Gary Trent grew up the little boy who cried wolf as a kid in the Sandusky school system.
Mark Hazelwood
Sep 16, 2010

Gary Trent grew up the little boy who cried wolf as a kid in the Sandusky school system.

Trent, 49, a 1980 Sandusky High School graduate and former Blue Streak football player, always had an eye-raising answer whenever someone asked where he lived.

"I told everyone I lived at Strobel Field and nobody believed me," said Trent, the current groundskeeper at the stadium commemorating 75 years of operation Friday.

As a kid, Trent's father Cecil, 75, spent nearly three decades taking care of Strobel Field. Underneath the home grandstand was a spacious apartment that has since been converted to the visiting locker rooms and Trent's maintenance office.

There were three bedrooms, a kitchen, bathroom and utility room in the apartment. Living there made for unique circumstances, to say the least.

"How many kids could say they had a football field in their backyard?," Trent said. "Strobel Field was home of the great Blue Streak football teams, but it was also my home, literally. We'd take advantage of it sometimes as kids and play on the field on Sundays."

DATA SHOWN ::
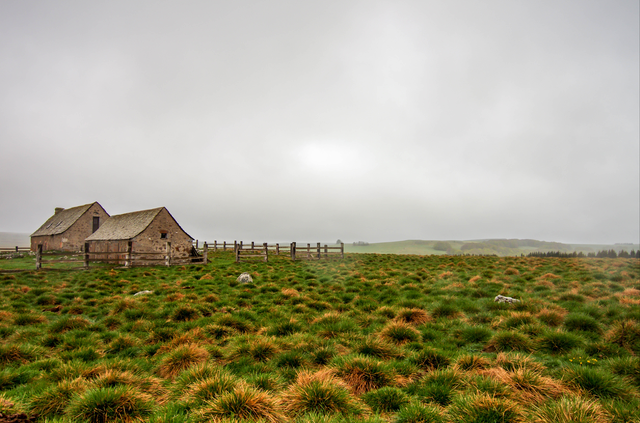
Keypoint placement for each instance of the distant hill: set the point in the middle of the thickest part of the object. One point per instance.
(14, 239)
(500, 247)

SHORT EXERCISE :: Rewrite the Strobel Field article starting at "Mark Hazelwood" and ending at "say the least.", swapping "apartment" for "suite".

CORRECT OUTPUT ::
Mark Hazelwood
Sep 16, 2010

Gary Trent grew up the little boy who cried wolf as a kid in the Sandusky school system.

Trent, 49, a 1980 Sandusky High School graduate and former Blue Streak football player, always had an eye-raising answer whenever someone asked where he lived.

"I told everyone I lived at Strobel Field and nobody believed me," said Trent, the current groundskeeper at the stadium commemorating 75 years of operation Friday.

As a kid, Trent's father Cecil, 75, spent nearly three decades taking care of Strobel Field. Underneath the home grandstand was a spacious suite that has since been converted to the visiting locker rooms and Trent's maintenance office.

There were three bedrooms, a kitchen, bathroom and utility room in the suite. Living there made for unique circumstances, to say the least.